Dataset records:
──────────────────────────────
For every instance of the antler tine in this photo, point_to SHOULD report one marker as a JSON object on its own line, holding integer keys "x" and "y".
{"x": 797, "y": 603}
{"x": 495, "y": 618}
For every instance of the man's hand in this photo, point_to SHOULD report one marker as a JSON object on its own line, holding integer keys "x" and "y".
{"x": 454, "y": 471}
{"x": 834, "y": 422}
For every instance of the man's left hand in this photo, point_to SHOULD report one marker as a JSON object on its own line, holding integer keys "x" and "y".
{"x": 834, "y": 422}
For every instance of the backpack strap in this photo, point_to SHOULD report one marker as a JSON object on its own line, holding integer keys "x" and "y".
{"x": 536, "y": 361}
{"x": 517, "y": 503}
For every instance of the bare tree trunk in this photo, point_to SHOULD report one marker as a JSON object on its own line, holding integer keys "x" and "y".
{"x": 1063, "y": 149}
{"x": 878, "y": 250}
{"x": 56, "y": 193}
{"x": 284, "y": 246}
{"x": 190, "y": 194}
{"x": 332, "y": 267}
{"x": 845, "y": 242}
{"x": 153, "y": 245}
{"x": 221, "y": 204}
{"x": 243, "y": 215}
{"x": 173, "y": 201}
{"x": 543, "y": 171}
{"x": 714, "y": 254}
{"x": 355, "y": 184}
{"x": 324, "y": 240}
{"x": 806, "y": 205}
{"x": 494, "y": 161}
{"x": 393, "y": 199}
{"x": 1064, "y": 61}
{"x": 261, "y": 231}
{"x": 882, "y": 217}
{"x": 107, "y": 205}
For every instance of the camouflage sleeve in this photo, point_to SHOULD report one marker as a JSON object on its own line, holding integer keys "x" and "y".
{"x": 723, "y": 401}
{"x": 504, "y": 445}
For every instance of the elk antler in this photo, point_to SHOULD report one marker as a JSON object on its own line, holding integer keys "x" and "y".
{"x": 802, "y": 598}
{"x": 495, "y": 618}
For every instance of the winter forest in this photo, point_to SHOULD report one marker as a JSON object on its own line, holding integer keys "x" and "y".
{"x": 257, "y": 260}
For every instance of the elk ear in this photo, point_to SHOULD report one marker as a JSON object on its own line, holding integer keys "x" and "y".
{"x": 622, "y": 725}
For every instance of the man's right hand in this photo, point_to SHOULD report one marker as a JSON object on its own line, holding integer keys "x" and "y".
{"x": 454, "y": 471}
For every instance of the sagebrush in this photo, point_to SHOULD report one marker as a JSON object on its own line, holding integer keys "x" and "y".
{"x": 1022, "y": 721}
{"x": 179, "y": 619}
──────────────────────────────
**Given instruction:**
Render each line of the material above as one string in a JSON array, omitting any blank lines.

**Answer to this task:**
[
  "For every instance of the antler tine in this photo, point_to SHOULD report one marker as a JSON object on its own line, holding integer keys \"x\" and \"y\".",
  "{\"x\": 797, \"y\": 603}",
  "{\"x\": 495, \"y\": 618}",
  "For every instance of the man's hand in this photo, point_to SHOULD report one marker as a JSON object on its own line, holding integer keys \"x\" and \"y\".",
  "{\"x\": 454, \"y\": 471}",
  "{\"x\": 834, \"y\": 422}",
  "For every instance of the man's left hand in this photo, point_to SHOULD report one marker as a JSON object on its own line, holding integer keys \"x\" and \"y\".",
  "{\"x\": 834, \"y\": 422}",
  "For every instance of the backpack strap in this photo, point_to SHOULD report one marker as a JSON object on its own line, holding integer keys \"x\" and \"y\".",
  "{\"x\": 536, \"y\": 361}",
  "{\"x\": 517, \"y\": 503}",
  "For every instance of the bare tree trunk in this photo, point_to SHOULD report one marker as a JSON object on its own line, holding integer keys \"x\" and \"y\".",
  "{\"x\": 1063, \"y\": 149}",
  "{\"x\": 878, \"y\": 250}",
  "{\"x\": 56, \"y\": 193}",
  "{\"x\": 284, \"y\": 246}",
  "{\"x\": 190, \"y\": 194}",
  "{\"x\": 332, \"y\": 267}",
  "{\"x\": 845, \"y\": 242}",
  "{\"x\": 153, \"y\": 245}",
  "{\"x\": 221, \"y\": 204}",
  "{\"x\": 243, \"y\": 215}",
  "{\"x\": 173, \"y\": 201}",
  "{\"x\": 543, \"y\": 171}",
  "{\"x\": 714, \"y\": 254}",
  "{\"x\": 355, \"y\": 184}",
  "{\"x\": 324, \"y\": 240}",
  "{\"x\": 806, \"y\": 205}",
  "{\"x\": 494, \"y\": 161}",
  "{\"x\": 393, \"y\": 199}",
  "{\"x\": 1064, \"y\": 61}",
  "{\"x\": 261, \"y\": 231}",
  "{\"x\": 882, \"y\": 217}",
  "{\"x\": 107, \"y\": 205}",
  "For every instance of the camouflage sleeve in this photo, point_to SHOULD report one marker as a JSON object on its own line, holding integer keys \"x\" and \"y\".",
  "{\"x\": 723, \"y\": 401}",
  "{\"x\": 504, \"y\": 445}",
  "For every instance of the elk antler in this photo, point_to SHOULD report one marker as a JSON object on its own line, holding integer keys \"x\" and \"y\".",
  "{\"x\": 802, \"y\": 598}",
  "{\"x\": 495, \"y\": 618}",
  "For every instance of the winter forest in this photo, point_to SHOULD report one marker as a JSON object on its own line, holding integer keys \"x\" and \"y\".",
  "{\"x\": 257, \"y\": 260}",
  "For every instance of the elk ear in this photo, point_to SHOULD report one marker as a JSON object on its own line, holding integer keys \"x\" and \"y\".",
  "{\"x\": 622, \"y\": 725}",
  "For every instance of the man's right hand in this photo, point_to SHOULD report one marker as a JSON object on its own line, holding integer keys \"x\" and \"y\".",
  "{\"x\": 454, \"y\": 471}",
  "For every instance of the sagebrush in this photo, point_to SHOULD report one marker as a JSON object on its own line, holding integer keys \"x\" and \"y\".",
  "{\"x\": 1022, \"y\": 721}",
  "{\"x\": 179, \"y\": 619}"
]